TEXT SEGMENT:
----------
In addition, Di Naro et al used strain imaging to assess right ventricular function in patients with a diagnosis of preterm PROM between 24 and 34 weeks and documented intrauterine infection/inflammation by amniocentesis ( n = 12) that was compared with women with uncomplicated pregnancies ( n = 27). This is a novel tool providing information on myocardial properties and mechanics by mean of myocardial strain and SR. In this study, an impairment of both systolic and diastolic performance was found. SR analysis showed that fetuses with preterm PROM had a significantly higher peak SR in early diastole than did control subjects (5.7 ± 4.0 sec –1 vs 3.4 ± 2.4 sec –1 ; P = .038). When considering systolic function, systolic lengthening of the right ventricle was observed in 5 fetuses (5/12, 41.7%) with preterm PROM, compared with no cases in the comparison group ( P = .001). Fetuses with funisitis exhibited paradoxical myocardial movements with longitudinal expansion in systole (inverted and positive peak systolic strain and SR), suggesting dyskinesia of the free wall of the right ventricle ( Figure 3 ).
These authors studied right ventricular function because it is anatomically and functionally dominant in utero, contributing to 60% of total cardiac output. The reported results of diastolic SR measurements, indicating higher values in preterm PROM fetuses than in control fetuses, support the concept of an increased ventricular relaxation in the presence of MIAC.
The finding of more compliant myocardial walls (a so-called “floppy heart”) is consistent with an abnormal ventricular compliance that has been described in the affected fetus, although not only in the left ventricle, and in adults with sepsis or septic shock.
Thymus
The thymus is one of the main organs involved in the development of the fetal immune system. This organ is known to be reduced in size in IUGR fetuses, pregnancies complicated by preeclampsia, and in fetuses with trisomy 21.
There is evidence arising from both human and animal studies that the size of this organ is also affected by infection and inflammation.
----------
TRY IT:
Please print the passage on fetal heart function and the thymus, everything from "These authors studied" down to "with trisomy 21.". The records were taken from a separate source.

RECORDS:
----------
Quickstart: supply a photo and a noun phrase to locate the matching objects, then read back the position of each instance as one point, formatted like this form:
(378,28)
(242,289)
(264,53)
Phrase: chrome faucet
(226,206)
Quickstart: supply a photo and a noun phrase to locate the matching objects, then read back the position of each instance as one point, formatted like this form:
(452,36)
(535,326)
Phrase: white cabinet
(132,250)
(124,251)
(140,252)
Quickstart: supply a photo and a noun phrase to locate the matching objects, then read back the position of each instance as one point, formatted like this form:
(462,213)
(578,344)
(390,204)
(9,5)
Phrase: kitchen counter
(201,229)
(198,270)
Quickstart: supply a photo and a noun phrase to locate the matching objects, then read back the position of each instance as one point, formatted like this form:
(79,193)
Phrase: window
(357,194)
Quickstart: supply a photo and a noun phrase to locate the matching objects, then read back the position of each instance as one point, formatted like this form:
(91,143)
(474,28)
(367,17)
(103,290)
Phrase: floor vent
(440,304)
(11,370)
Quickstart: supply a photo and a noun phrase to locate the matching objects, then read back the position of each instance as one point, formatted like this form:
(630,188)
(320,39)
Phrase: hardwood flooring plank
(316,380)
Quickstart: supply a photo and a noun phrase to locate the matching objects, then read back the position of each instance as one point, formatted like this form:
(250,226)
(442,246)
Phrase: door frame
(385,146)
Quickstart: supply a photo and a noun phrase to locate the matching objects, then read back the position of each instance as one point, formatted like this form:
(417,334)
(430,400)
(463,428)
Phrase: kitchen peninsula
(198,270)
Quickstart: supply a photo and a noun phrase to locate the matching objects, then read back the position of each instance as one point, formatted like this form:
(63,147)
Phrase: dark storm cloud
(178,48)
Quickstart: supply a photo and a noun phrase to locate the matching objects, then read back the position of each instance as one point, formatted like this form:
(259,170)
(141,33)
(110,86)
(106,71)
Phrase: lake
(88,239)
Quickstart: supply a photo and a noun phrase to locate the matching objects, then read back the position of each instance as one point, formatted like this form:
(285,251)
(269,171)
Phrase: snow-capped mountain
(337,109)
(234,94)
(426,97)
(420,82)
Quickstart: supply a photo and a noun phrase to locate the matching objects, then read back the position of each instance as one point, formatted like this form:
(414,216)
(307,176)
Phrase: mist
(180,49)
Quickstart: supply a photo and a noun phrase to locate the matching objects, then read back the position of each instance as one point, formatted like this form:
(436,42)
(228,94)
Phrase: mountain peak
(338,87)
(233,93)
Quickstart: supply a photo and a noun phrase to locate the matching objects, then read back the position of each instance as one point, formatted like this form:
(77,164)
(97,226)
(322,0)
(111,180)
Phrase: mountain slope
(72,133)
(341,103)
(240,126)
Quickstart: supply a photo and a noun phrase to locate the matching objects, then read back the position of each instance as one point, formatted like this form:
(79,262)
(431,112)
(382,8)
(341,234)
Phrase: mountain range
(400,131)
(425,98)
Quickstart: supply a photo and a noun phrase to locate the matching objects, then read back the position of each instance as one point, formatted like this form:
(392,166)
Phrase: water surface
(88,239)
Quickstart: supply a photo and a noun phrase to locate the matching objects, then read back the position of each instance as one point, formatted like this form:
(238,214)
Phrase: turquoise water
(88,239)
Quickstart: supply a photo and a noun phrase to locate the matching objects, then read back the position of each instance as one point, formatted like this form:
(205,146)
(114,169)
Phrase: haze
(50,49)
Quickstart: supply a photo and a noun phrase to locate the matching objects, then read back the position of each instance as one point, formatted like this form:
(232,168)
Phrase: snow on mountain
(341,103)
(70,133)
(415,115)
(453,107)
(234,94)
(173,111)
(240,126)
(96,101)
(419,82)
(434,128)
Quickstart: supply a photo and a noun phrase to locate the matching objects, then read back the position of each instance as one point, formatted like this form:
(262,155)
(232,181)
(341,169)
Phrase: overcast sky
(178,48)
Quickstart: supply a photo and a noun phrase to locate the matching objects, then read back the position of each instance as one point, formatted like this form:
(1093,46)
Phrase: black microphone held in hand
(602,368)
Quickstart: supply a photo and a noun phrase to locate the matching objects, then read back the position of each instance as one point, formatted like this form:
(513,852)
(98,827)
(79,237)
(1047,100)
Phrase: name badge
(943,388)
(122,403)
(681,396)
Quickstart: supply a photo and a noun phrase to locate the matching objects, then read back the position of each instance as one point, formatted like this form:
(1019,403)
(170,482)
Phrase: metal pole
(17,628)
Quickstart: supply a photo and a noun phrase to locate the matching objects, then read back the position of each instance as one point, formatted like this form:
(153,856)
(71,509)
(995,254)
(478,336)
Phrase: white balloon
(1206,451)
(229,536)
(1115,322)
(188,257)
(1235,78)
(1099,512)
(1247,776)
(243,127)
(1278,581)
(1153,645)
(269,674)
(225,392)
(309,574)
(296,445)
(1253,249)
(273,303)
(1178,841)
----------
EXPECTED OUTPUT:
These authors studied right ventricular function because it is anatomically and functionally dominant in utero, contributing to 60% of total cardiac output. The reported results of diastolic SR measurements, indicating higher values in preterm PROM fetuses than in control fetuses, support the concept of an increased ventricular relaxation in the presence of MIAC.
The finding of more compliant myocardial walls (a so-called “floppy heart”) is consistent with an abnormal ventricular compliance that has been described in the affected fetus, although not only in the left ventricle, and in adults with sepsis or septic shock.
Thymus
The thymus is one of the main organs involved in the development of the fetal immune system. This organ is known to be reduced in size in IUGR fetuses, pregnancies complicated by preeclampsia, and in fetuses with trisomy 21.